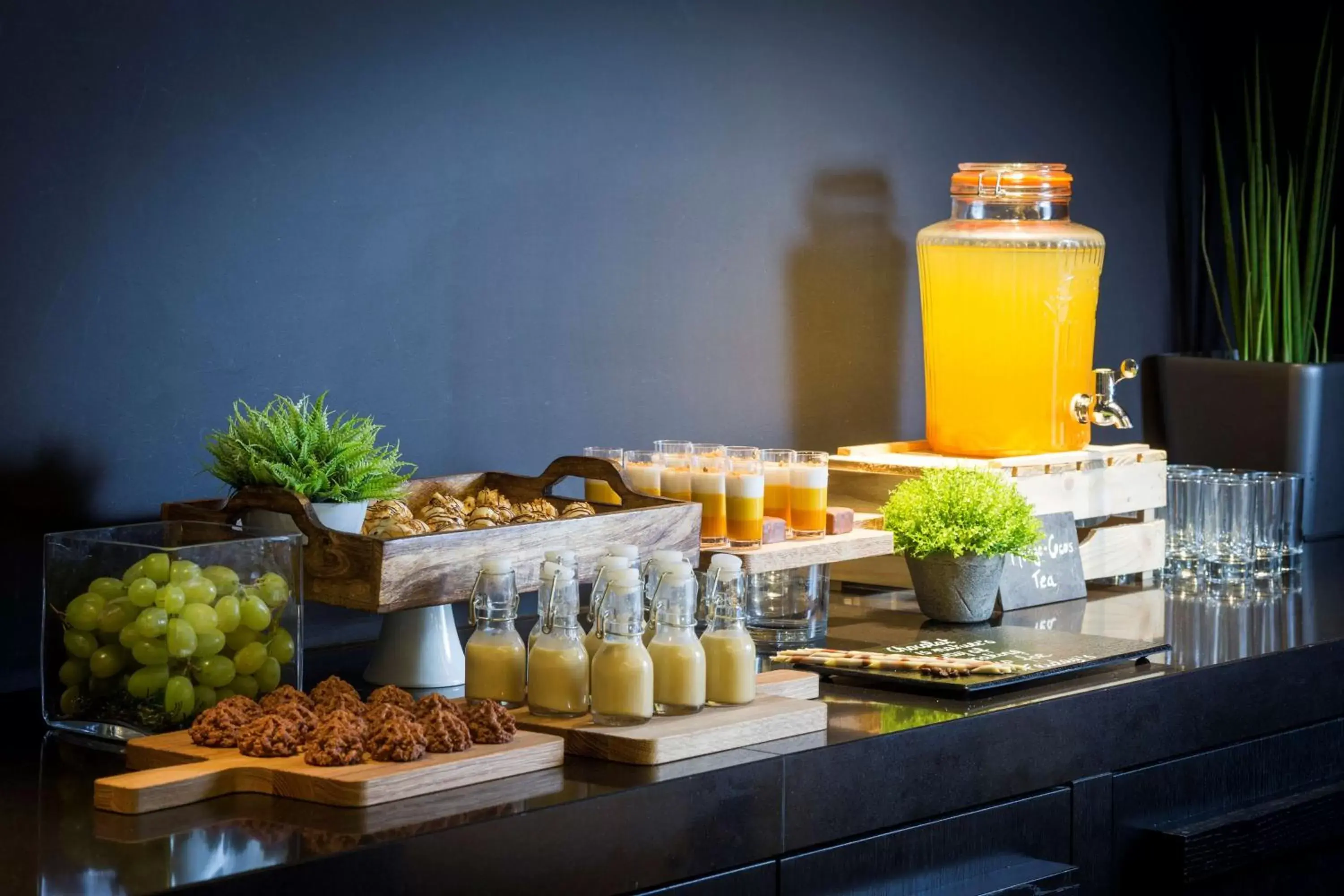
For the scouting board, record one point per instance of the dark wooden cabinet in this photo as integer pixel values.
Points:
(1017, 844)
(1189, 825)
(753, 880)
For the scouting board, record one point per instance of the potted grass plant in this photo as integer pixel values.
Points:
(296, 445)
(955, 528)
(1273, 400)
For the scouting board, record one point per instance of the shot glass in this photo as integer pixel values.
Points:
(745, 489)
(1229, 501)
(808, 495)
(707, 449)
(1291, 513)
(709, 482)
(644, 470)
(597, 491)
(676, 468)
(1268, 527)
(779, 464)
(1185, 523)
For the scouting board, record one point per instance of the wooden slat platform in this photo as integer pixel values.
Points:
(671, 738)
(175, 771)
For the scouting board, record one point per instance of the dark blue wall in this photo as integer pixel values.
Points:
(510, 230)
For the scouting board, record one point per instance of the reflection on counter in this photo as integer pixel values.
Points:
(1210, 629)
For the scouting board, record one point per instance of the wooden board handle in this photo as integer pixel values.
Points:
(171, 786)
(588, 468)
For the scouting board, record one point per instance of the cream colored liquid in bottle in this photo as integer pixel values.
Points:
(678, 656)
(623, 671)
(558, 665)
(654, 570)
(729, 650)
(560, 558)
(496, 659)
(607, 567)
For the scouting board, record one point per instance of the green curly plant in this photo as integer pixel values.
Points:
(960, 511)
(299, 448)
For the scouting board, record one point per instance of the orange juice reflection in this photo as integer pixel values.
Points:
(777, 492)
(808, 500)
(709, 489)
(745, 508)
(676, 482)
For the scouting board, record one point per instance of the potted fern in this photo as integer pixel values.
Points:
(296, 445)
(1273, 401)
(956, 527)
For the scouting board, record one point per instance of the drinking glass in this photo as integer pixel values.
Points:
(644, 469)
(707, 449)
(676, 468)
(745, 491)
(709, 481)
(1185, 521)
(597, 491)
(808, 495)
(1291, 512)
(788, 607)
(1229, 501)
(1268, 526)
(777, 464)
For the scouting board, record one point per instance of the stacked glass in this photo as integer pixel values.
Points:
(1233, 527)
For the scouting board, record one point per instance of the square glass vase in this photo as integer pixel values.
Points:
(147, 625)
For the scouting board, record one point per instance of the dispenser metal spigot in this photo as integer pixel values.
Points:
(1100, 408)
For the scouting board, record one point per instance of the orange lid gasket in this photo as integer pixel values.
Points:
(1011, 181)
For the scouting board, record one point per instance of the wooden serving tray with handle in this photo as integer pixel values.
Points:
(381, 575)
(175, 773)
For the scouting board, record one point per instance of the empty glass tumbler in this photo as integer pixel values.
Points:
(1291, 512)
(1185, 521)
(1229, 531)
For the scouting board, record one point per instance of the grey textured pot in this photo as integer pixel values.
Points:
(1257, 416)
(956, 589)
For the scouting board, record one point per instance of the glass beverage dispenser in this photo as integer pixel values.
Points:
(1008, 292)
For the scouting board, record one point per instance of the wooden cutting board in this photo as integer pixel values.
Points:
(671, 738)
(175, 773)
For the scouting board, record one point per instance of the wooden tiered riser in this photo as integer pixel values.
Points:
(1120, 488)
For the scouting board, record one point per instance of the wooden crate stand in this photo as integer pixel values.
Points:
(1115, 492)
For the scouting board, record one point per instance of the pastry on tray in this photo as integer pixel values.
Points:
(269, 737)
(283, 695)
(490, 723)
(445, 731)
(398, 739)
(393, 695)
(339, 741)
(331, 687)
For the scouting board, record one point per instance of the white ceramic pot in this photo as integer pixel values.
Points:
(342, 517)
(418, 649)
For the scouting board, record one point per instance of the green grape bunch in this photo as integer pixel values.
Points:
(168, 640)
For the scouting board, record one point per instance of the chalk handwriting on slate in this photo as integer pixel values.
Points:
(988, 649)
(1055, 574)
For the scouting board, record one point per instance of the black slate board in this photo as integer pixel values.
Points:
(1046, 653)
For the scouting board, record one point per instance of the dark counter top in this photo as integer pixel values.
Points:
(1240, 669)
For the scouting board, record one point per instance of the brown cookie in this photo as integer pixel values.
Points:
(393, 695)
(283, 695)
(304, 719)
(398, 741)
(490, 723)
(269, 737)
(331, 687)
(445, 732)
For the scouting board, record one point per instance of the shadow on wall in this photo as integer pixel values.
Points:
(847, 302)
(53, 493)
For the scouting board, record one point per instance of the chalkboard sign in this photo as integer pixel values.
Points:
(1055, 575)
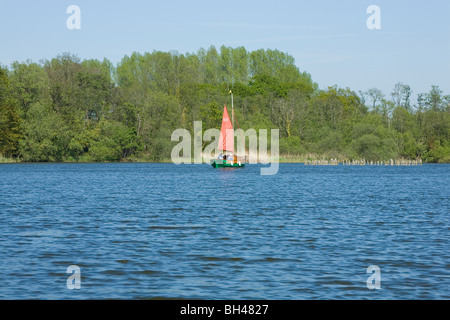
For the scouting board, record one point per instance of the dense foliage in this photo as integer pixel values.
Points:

#### [Prompt]
From the material above, return every line that contains "potted".

#### [Task response]
For the scouting board, record one point per instance of the potted grass plant in this photo as integer pixel values.
For the scouting board, record one point per instance of the potted fern in this photo as integer pixel values.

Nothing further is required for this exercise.